__PASSAGE FOR REVIEW__
Now we have the final set of species and can proceed with generating the IUCN standard point file and the SIS Connect CSV files.

Note: Remember that the valid occurrence data was generated and cleaned based on the full species list, but we have now reduced that list to only the species we think are LC. When we generate the IUCN standard point file we need to make sure that we filter the occurrence data by the chosen LC species.

You will also need to define some parameters for the point file and CSV files:

# define parameters - the person who is assessing the species
first_name <- "Steven"
second_name <- "Bachman"
email = "s.bachman@kew.org"
institution = "Royal Botanic Gardens, Kew"

# filter the valid occurrence data on the LC species
valid_data_LC <- valid_data %>%
  filter(taxonKey %in% lc_final$GBIF_usageKey)

# generate the point file
sis_point_file <- LCr::make_sis_occs(valid_data_LC,
                                     first_name = first_name,
                                     second_name = second_name,
                                     institution = institution)

__DATA UNDER STUDY__
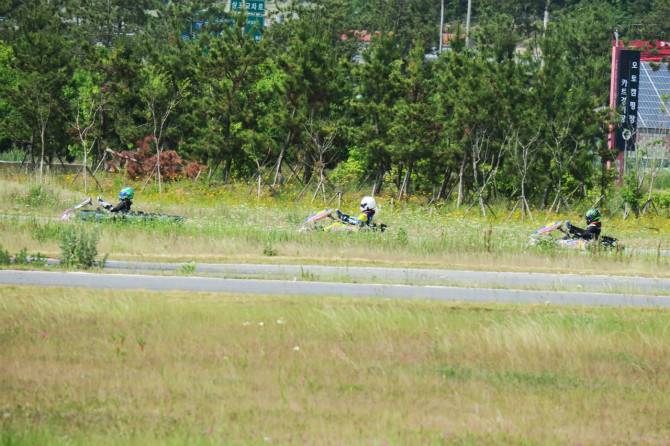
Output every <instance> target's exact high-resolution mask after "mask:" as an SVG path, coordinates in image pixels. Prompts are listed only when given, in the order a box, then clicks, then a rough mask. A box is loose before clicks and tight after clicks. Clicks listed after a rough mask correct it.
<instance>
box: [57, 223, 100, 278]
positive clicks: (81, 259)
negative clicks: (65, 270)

__WHAT TO WORK ON__
A. In the passage on generating the IUCN point file, which institution is assigned to the person assessing the species?
B. Extend the passage on generating the IUCN point file, starting from where it stops.
The records were taken from a separate source.

__TASK RESULTS__
A. Royal Botanic Gardens, Kew

B.
# write down the SIS point file
write.csv(sis_point_file, 
          file = "SIS_points.csv", 
          row.names = FALSE, 
          fileEncoding = "UTF-8",
          na = "")

The make_sis_occs function includes some validation checks so may report issues with the file that will need to be resolved. In this case, write down the file, fix errors, import the file and rerun the make_sis_occs function. Note that when writing the final SIS point file we specify UTF-8 encoding and convert NA values to blanks (na = "") in order to ensure the point file is compliant with IUCN standards.

We can now run the make_sis_csvs function to automatically generate the CSV files.

# get SIS files
lc_sis_files <- LCr::make_sis_csvs(unique_id = lc_final$GBIF_usageKey,
                                   wcvp_ipni_id = lc_final$wcvp_ipni_id,
                                   first_name = "Steven",
                                   second_name = "Bachman",
                                   email = "s.bachman@kew.org",
                                   institution = "Royal Botanic Gardens, Kew",
                                   family = lc_final$GBIF_family,
                                   genus = lc_final$GBIF_genus,
                                   species = lc_final$GBIF_species,
                                   gbif_ref = gbif_occs$citation,
                                   powo_ref = TRUE, 
                                   taxonomicAuthority = lc_final$GBIF_authorship,
                                   occs = sis_point_file,
                                   kingdom = "plantae",
                                   native_ranges = native_ranges
)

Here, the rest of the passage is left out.